§ The problem:
In the listing below, count the lines that contain the string "window". Matching is case-sensitive. Reply with the number only.

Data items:

--- BEGIN ---

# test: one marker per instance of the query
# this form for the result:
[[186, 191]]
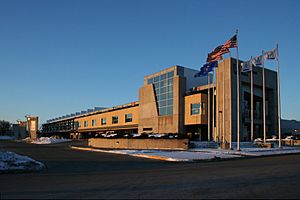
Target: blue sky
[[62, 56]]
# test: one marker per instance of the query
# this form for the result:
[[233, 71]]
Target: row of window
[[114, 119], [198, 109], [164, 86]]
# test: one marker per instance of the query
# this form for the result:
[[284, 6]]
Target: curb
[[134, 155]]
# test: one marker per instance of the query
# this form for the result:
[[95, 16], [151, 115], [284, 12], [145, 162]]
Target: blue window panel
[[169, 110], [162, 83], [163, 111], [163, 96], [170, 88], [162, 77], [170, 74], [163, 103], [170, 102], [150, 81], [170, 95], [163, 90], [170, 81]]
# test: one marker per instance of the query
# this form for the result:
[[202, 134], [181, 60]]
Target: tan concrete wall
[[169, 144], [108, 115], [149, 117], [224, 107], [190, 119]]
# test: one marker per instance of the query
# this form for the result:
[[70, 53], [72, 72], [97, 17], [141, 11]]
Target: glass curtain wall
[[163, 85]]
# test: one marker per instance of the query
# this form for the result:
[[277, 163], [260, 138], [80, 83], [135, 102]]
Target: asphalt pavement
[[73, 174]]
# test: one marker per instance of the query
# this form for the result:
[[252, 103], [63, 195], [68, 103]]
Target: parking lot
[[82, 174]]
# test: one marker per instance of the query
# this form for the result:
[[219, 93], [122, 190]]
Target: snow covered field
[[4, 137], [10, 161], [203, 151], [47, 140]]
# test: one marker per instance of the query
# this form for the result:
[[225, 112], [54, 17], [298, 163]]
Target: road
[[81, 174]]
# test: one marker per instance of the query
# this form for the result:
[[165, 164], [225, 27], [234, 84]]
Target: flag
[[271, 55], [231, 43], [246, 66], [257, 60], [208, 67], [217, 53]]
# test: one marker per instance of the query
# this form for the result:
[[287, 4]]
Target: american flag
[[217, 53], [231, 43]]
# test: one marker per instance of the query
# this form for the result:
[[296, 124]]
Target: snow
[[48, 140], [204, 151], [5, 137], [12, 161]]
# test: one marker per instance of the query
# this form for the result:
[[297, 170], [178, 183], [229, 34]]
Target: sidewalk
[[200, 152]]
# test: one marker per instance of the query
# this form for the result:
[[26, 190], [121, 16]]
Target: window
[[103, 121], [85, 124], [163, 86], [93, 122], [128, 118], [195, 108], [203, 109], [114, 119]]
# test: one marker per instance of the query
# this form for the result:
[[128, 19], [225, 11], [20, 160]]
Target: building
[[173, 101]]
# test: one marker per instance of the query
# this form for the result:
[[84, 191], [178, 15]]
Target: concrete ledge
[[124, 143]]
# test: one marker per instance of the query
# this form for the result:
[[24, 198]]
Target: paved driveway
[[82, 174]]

--- END ---
--- BEGIN ---

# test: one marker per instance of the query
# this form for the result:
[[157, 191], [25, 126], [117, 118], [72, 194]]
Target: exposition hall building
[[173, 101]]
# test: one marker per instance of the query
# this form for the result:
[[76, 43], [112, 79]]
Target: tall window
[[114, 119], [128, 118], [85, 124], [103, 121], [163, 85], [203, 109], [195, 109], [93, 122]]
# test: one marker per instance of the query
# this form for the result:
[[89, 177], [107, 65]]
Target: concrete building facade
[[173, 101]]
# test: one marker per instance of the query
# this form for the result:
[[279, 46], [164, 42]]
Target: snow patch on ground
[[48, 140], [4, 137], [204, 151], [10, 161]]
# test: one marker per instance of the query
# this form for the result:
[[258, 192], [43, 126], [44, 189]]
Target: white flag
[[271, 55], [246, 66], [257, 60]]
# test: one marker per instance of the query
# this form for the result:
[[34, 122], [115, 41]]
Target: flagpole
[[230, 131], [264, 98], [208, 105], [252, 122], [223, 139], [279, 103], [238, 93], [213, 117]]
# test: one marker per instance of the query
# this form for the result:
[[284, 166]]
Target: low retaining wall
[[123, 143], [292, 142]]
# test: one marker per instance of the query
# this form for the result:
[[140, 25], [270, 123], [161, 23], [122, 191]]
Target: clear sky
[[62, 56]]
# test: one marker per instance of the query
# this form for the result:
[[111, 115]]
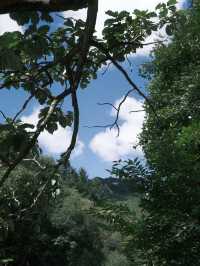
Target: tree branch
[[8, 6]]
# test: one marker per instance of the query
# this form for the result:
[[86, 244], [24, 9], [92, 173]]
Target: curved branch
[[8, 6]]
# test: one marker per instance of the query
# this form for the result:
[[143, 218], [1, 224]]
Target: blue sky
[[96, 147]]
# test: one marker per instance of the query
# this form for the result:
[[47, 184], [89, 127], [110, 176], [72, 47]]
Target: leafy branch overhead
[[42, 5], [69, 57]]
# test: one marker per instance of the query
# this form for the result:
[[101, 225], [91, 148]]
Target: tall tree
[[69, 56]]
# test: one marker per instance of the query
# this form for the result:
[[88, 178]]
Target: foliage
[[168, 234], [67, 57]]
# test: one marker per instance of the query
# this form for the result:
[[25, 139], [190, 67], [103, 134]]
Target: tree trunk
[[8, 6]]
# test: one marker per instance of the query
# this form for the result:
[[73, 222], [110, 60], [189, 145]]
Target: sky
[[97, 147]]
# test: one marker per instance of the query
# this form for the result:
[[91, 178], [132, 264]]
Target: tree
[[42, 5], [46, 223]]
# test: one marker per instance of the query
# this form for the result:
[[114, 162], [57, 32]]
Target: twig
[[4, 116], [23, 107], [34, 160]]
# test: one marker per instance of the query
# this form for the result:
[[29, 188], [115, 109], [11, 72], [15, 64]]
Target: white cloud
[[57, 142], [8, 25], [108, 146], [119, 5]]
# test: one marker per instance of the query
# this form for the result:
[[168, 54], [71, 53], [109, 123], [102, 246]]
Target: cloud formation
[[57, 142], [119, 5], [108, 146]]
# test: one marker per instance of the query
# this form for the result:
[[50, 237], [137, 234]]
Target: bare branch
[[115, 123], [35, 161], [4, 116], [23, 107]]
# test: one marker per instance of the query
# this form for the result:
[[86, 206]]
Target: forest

--- END ---

§ Output for this task:
4